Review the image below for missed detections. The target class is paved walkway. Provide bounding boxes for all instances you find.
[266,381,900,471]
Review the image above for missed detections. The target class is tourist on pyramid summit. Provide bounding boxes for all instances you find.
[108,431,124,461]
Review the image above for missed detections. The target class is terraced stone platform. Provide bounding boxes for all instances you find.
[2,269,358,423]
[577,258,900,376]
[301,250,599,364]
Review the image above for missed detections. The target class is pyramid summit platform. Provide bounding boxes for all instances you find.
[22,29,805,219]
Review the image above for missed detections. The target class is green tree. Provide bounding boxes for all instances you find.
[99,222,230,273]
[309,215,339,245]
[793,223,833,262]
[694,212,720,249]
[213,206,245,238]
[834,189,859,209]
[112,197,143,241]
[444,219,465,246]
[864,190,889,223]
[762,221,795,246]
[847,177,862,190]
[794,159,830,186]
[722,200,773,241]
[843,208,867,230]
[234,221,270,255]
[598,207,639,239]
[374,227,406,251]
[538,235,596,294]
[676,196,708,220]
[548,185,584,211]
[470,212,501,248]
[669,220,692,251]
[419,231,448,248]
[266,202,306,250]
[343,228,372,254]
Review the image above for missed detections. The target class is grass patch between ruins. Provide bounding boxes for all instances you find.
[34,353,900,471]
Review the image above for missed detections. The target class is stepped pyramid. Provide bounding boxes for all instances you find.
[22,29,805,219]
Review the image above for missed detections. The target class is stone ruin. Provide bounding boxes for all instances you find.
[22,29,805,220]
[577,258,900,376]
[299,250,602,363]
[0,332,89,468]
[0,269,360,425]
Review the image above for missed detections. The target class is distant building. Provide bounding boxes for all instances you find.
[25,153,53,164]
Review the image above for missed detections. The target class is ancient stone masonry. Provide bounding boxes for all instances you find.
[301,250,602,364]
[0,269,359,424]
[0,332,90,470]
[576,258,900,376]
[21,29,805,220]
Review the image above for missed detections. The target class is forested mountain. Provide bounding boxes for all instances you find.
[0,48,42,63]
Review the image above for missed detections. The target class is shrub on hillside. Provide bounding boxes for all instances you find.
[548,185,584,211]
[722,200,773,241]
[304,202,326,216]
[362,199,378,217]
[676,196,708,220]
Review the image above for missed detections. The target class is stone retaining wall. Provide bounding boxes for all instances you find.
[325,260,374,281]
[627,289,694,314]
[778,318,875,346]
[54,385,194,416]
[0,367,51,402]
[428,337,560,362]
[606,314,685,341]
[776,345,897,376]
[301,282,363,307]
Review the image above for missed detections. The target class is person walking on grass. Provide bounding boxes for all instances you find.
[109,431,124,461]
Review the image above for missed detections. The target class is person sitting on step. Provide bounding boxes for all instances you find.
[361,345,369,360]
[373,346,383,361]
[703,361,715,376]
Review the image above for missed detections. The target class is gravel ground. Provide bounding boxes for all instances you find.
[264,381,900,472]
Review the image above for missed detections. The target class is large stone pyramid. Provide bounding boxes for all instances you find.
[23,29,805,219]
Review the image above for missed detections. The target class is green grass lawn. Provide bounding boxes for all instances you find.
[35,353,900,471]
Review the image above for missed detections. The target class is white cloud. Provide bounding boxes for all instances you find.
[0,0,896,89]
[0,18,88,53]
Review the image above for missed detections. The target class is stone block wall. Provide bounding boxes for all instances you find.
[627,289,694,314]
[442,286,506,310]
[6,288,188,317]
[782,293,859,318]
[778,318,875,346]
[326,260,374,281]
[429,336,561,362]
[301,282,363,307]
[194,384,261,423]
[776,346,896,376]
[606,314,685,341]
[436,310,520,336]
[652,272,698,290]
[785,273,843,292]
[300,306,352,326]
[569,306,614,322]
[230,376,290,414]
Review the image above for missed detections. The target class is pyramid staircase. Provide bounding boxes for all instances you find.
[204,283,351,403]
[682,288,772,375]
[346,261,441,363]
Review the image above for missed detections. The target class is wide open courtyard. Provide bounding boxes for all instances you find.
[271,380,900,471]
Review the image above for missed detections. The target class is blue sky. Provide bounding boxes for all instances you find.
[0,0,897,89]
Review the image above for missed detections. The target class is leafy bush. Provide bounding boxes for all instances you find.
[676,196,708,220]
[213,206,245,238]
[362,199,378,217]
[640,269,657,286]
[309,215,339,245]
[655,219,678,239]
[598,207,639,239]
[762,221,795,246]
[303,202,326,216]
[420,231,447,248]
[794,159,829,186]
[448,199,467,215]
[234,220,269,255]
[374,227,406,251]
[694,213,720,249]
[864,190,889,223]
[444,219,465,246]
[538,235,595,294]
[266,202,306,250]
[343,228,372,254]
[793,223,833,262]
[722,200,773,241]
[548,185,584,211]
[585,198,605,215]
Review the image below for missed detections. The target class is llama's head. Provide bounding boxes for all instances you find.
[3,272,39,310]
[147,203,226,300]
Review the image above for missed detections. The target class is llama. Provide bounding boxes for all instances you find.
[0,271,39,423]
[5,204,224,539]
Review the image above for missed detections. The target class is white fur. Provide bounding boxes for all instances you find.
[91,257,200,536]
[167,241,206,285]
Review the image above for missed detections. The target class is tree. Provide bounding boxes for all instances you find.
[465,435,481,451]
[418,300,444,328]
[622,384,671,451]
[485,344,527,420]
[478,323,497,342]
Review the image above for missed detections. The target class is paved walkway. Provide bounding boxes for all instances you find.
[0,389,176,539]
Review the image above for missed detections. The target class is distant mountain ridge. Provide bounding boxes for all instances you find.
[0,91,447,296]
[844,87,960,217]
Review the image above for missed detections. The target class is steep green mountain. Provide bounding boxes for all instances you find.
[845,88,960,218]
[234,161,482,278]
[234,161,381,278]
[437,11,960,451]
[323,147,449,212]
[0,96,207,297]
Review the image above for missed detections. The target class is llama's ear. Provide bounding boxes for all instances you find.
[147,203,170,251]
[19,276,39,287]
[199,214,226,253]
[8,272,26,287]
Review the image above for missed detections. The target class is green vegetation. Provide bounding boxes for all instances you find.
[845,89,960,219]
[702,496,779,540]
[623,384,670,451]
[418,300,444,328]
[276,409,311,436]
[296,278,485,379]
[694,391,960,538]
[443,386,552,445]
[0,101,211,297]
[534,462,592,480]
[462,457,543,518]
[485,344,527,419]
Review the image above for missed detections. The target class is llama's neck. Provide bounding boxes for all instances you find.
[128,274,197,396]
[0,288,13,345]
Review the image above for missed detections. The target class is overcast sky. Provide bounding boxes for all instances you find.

◆ ◆ ◆ ◆

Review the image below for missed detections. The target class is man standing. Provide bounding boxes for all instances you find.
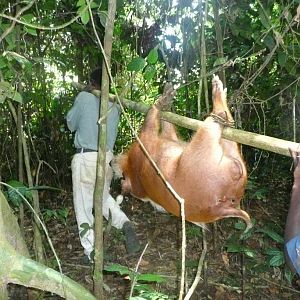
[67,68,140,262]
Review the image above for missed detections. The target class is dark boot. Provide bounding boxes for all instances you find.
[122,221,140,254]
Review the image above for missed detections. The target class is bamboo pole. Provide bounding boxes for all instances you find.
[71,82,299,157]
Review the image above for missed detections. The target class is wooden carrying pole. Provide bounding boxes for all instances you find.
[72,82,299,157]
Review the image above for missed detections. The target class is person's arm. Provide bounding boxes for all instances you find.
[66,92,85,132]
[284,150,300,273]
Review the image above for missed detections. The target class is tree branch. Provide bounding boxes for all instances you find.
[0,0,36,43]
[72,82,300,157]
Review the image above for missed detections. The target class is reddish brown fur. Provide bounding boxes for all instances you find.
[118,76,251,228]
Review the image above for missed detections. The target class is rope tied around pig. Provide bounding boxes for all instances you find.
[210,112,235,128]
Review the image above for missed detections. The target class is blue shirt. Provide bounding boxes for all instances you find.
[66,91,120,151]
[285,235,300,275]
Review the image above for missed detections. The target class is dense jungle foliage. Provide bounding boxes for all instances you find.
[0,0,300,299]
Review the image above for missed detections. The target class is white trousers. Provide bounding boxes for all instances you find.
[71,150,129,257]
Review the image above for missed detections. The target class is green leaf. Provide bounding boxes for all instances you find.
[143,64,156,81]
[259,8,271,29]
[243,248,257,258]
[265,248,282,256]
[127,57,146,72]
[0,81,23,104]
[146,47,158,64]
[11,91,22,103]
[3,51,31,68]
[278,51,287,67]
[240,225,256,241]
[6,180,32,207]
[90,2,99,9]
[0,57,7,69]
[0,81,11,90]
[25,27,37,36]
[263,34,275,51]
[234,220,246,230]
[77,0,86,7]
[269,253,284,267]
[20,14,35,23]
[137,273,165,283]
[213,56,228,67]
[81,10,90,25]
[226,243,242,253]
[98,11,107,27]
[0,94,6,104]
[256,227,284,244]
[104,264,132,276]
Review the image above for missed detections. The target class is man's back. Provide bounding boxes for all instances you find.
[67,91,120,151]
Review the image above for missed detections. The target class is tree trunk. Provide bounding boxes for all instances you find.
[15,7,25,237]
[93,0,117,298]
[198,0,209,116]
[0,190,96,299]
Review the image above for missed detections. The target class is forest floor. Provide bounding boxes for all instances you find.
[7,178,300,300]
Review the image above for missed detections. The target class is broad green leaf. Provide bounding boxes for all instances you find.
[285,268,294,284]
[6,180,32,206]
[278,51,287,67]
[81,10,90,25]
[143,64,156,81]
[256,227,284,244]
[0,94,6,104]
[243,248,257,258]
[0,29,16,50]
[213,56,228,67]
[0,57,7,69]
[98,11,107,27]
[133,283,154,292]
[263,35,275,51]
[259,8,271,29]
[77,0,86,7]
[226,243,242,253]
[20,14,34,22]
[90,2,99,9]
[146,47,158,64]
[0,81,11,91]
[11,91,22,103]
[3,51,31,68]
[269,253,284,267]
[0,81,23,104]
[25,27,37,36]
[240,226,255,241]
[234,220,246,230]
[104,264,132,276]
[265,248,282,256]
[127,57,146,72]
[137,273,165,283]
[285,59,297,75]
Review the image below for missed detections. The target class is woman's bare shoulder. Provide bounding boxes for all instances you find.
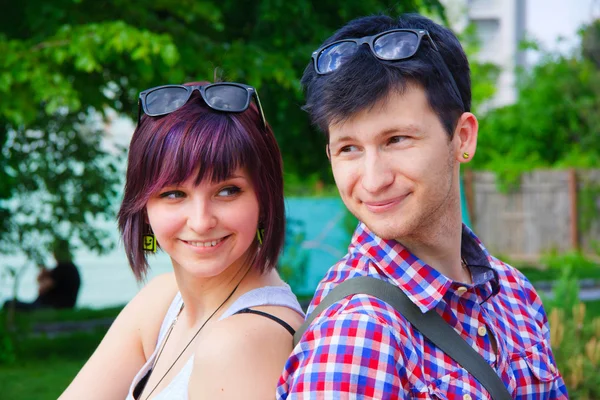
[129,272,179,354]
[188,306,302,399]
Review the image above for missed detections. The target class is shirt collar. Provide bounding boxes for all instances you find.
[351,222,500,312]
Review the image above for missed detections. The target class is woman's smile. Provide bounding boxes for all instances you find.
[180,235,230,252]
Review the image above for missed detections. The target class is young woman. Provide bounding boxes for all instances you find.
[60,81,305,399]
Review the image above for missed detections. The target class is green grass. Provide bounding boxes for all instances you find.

◆ ◆ ◆ ◆

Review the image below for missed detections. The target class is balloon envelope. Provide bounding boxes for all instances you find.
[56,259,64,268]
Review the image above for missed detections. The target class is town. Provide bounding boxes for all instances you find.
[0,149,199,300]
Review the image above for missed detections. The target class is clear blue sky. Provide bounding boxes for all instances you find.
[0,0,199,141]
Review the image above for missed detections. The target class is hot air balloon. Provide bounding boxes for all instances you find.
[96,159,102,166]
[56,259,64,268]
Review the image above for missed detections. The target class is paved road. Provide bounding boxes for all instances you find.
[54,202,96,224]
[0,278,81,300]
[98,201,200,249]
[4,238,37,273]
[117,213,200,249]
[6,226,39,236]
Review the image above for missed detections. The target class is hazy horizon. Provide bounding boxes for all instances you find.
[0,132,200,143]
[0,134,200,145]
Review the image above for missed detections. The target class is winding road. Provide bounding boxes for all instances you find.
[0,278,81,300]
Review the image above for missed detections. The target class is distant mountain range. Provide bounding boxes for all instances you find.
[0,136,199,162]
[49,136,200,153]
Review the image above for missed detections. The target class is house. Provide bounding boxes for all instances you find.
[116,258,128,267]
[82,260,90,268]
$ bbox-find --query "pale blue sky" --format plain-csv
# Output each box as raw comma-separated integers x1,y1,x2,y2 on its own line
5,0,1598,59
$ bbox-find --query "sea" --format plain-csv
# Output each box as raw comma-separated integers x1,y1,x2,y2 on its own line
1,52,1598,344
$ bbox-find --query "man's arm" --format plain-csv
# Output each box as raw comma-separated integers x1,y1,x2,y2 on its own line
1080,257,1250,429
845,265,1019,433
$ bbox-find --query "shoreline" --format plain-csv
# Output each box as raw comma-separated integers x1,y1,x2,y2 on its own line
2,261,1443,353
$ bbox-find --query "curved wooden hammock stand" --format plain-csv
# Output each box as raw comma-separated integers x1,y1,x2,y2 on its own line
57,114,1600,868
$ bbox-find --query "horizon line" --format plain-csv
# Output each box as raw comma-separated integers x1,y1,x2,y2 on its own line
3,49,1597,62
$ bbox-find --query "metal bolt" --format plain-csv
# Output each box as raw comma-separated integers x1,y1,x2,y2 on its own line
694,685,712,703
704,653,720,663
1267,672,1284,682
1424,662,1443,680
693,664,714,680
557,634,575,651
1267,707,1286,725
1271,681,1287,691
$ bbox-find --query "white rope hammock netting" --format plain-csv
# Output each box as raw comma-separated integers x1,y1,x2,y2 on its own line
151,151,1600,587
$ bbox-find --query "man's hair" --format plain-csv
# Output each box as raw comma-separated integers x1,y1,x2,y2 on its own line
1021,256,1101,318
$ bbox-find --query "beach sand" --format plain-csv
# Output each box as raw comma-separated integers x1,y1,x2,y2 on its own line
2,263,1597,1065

◆ ◆ ◆ ◆

* _Exercise details_
Please report every line in the entries above that holds the string "hammock".

* _Solution to this task_
$ bbox-find --query "curved wooden hammock stand" --format plain-csv
$ bbox-find --query "white rope hammock netting" --format plain-csv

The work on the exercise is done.